## Stated goal
Count the lines in the following listing that contain the string "below", and give only the number.

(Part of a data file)

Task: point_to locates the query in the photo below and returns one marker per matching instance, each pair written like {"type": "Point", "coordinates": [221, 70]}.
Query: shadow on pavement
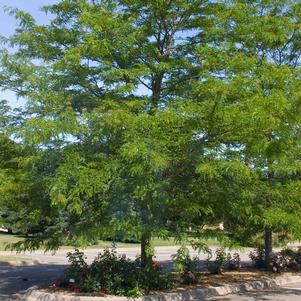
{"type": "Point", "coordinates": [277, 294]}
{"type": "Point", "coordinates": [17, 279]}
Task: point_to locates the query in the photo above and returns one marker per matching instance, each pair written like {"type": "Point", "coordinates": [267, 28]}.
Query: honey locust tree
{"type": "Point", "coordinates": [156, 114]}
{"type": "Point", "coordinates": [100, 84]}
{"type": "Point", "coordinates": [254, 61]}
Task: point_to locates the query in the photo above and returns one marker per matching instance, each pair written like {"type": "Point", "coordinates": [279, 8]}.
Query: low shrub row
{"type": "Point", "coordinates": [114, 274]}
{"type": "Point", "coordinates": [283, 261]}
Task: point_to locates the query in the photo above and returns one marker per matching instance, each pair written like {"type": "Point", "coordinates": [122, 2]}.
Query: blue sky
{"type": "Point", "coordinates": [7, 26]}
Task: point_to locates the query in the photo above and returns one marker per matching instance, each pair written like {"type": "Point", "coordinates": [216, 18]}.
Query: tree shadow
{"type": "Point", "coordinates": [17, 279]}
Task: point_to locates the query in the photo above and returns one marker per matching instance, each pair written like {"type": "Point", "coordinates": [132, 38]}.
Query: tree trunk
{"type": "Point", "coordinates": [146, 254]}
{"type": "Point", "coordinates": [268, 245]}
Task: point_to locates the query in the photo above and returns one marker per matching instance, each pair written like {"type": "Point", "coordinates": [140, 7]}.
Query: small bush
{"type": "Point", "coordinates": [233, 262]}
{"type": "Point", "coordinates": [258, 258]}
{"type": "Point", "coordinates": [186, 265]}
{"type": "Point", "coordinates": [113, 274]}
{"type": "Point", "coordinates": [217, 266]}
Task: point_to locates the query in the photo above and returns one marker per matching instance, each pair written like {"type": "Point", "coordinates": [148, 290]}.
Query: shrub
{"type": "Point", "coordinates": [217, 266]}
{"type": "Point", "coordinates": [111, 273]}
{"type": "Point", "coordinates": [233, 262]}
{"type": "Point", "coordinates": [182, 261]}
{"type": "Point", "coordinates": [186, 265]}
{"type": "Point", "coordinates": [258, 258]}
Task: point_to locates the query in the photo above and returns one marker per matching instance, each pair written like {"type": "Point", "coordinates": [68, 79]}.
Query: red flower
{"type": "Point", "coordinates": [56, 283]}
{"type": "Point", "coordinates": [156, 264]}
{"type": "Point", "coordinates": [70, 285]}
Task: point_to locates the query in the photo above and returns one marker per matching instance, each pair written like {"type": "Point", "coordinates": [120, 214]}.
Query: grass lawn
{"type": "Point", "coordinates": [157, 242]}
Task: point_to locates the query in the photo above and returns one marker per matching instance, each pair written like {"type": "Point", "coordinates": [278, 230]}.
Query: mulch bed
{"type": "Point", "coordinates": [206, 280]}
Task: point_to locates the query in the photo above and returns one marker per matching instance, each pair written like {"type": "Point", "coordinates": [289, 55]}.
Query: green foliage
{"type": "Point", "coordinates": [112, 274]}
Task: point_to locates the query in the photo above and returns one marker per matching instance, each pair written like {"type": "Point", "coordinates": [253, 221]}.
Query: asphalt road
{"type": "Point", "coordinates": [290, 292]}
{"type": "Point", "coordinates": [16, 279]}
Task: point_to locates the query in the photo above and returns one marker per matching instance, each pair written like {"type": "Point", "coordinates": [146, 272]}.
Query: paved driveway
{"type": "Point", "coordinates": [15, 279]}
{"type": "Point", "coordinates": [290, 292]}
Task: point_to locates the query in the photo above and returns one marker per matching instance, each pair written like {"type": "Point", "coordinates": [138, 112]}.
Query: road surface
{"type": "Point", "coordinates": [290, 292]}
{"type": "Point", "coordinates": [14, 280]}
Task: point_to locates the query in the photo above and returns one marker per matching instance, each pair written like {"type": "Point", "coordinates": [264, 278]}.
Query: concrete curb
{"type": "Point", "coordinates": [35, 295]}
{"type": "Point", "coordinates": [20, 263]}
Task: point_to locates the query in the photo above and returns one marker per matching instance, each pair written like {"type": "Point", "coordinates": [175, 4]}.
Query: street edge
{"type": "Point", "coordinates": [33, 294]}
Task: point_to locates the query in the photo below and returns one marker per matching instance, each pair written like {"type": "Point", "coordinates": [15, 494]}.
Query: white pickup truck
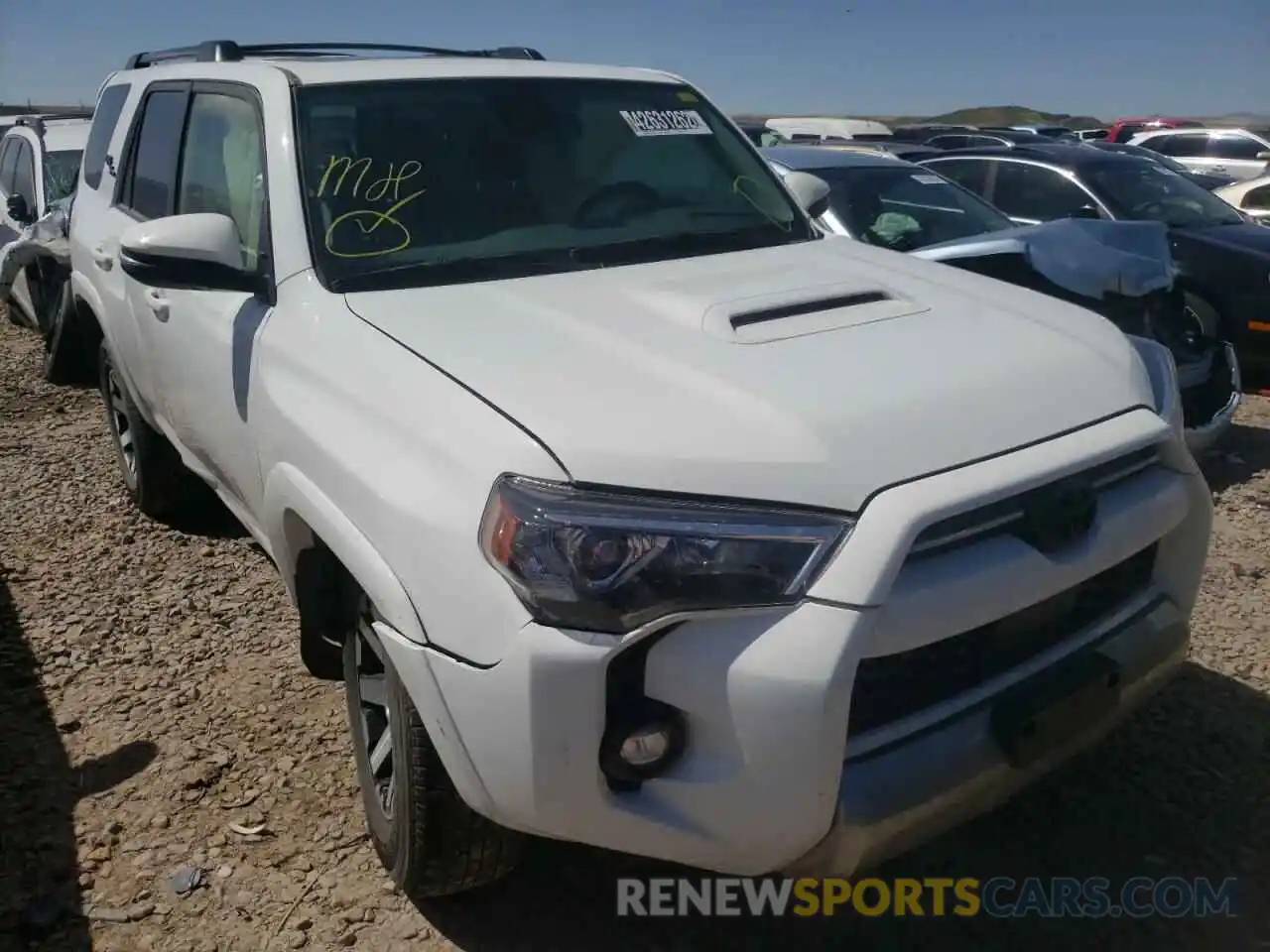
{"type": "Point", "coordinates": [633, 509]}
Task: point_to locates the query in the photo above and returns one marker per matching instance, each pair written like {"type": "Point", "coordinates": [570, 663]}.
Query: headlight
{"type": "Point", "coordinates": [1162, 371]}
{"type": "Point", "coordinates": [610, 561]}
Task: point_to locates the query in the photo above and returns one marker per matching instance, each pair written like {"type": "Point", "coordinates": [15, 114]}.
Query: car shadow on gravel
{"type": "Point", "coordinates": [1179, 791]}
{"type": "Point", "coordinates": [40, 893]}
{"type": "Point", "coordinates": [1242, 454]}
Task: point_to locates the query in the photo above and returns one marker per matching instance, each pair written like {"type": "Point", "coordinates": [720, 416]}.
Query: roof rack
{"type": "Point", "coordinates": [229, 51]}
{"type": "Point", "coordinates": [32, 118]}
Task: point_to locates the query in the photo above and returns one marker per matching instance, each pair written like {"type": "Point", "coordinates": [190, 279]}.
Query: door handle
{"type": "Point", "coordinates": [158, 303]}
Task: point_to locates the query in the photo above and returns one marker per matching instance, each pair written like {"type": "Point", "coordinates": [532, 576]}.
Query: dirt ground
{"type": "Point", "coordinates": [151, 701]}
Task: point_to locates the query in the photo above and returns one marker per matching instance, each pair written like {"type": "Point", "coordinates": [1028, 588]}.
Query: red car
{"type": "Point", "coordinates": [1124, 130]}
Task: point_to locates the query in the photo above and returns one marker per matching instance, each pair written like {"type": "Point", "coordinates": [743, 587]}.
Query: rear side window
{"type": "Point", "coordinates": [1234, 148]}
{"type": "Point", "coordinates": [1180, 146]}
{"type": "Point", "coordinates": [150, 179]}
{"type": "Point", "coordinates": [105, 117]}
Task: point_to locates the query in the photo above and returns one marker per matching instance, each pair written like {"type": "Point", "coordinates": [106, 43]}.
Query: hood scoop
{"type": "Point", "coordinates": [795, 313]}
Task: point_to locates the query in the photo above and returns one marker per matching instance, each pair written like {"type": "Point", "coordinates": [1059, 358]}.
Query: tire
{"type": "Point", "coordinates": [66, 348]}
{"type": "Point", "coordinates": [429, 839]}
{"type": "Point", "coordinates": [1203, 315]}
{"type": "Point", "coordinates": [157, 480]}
--
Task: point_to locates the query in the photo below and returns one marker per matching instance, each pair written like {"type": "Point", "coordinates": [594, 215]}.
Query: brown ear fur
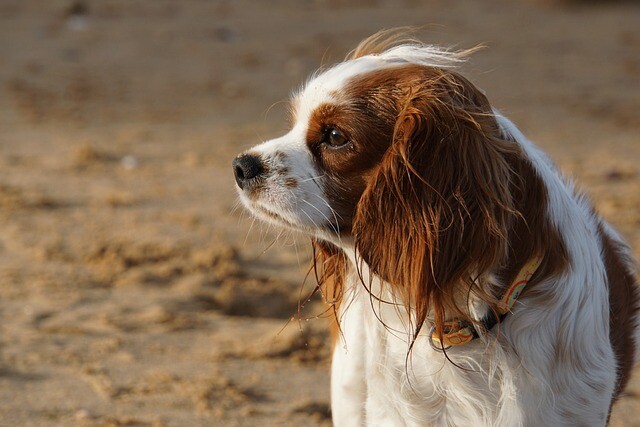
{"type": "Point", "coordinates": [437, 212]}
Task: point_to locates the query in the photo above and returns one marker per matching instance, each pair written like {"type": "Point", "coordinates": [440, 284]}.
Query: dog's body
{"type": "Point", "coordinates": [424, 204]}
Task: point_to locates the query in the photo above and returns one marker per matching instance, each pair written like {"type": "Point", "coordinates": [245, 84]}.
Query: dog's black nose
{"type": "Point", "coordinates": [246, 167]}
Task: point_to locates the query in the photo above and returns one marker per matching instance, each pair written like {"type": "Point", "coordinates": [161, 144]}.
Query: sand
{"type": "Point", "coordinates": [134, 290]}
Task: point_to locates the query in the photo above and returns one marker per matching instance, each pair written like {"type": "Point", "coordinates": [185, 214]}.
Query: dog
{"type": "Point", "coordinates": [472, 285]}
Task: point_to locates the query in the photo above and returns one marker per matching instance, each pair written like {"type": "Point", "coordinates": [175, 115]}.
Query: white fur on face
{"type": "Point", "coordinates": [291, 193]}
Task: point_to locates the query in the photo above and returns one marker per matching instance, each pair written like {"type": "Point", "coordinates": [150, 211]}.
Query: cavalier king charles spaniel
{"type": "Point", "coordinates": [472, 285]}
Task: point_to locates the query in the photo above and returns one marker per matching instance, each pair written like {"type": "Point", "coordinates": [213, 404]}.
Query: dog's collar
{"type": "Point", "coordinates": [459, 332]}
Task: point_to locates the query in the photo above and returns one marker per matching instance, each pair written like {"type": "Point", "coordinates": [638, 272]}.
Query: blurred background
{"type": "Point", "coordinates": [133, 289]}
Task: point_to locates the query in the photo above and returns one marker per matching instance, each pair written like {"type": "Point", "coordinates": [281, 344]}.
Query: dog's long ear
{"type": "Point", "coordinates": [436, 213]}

## Solution to the exercise
3